REQUIREMENT -> Down to the final line, print each entry exactly.
= Beginning of Section =
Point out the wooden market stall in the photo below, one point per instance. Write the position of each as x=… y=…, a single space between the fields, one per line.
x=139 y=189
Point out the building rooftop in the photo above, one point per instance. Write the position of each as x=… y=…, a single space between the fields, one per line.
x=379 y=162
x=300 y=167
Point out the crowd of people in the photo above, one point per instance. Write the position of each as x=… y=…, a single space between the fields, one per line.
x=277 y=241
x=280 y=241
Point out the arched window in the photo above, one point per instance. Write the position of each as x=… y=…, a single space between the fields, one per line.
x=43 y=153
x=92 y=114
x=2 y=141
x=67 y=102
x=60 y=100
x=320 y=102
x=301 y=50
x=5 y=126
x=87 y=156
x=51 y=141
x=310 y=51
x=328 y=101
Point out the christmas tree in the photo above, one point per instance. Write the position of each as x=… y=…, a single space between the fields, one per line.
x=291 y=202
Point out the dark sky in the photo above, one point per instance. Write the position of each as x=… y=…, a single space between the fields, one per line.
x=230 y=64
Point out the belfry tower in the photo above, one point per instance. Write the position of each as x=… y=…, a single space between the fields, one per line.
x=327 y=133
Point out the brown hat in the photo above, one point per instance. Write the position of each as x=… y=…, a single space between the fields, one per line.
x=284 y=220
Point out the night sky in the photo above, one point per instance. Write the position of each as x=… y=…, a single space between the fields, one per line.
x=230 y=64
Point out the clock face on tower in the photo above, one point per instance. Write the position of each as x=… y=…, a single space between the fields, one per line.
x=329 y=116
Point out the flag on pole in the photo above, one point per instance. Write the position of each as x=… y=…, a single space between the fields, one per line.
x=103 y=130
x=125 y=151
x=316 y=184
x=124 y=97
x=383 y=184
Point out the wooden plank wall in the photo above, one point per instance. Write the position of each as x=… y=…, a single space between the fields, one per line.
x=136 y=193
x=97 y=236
= End of Section =
YOUR RESPONSE ->
Point out the wooden market stall in the photo below, one point per instance. Write the position of each as x=… y=…, a single space between the fields, one per line.
x=139 y=189
Point out the building rooftop in the photo above, one point per instance. Write the position of each as x=… y=…, a single space between the fields, one per line.
x=379 y=162
x=300 y=167
Point out the crowd of people in the photo above, one point per instance. Write the position of each as x=… y=…, a single space between the fields, one per line.
x=277 y=241
x=280 y=241
Point out the arched window in the photo above, one point per instance. Write the position of each as x=… y=…, a single space between the fields, one per line.
x=43 y=153
x=92 y=114
x=2 y=141
x=67 y=102
x=60 y=100
x=320 y=102
x=301 y=50
x=5 y=126
x=87 y=156
x=51 y=141
x=310 y=51
x=328 y=101
Point out the christmas tree in the photo above, one point per instance. Write the position of each as x=… y=…, a single space between the fields, one per line.
x=291 y=202
Point out the dark sky in the photo above, one point per instance. Write the position of each as x=… y=…, a single space between the fields, one per line.
x=230 y=64
Point out the belfry tower in the photo above, one point per instance. Write the position of each as x=… y=…, a single space between the fields, one per line.
x=327 y=133
Point out the brown hat in the photo above, one point per instance. Write the position of each as x=… y=…, a single space between the fields, one per line.
x=284 y=220
Point out the night sky in the photo above, one point per instance. Write the position of each as x=… y=…, a single space between the fields, one per line.
x=230 y=64
Point out the clock face on tower in the photo above, one point per instance. Write the position of each as x=… y=…, a single space between the fields, one per line.
x=329 y=116
Point out the flag on pole in the photo above, one point per instance. Write the position of each as x=… y=…, a single space between the fields, one per line.
x=103 y=130
x=125 y=151
x=316 y=184
x=124 y=97
x=383 y=184
Point out the wooden plank wall in the photo above, one point per instance. Write the position of each as x=… y=…, a single space between the fields, one per line.
x=136 y=193
x=97 y=236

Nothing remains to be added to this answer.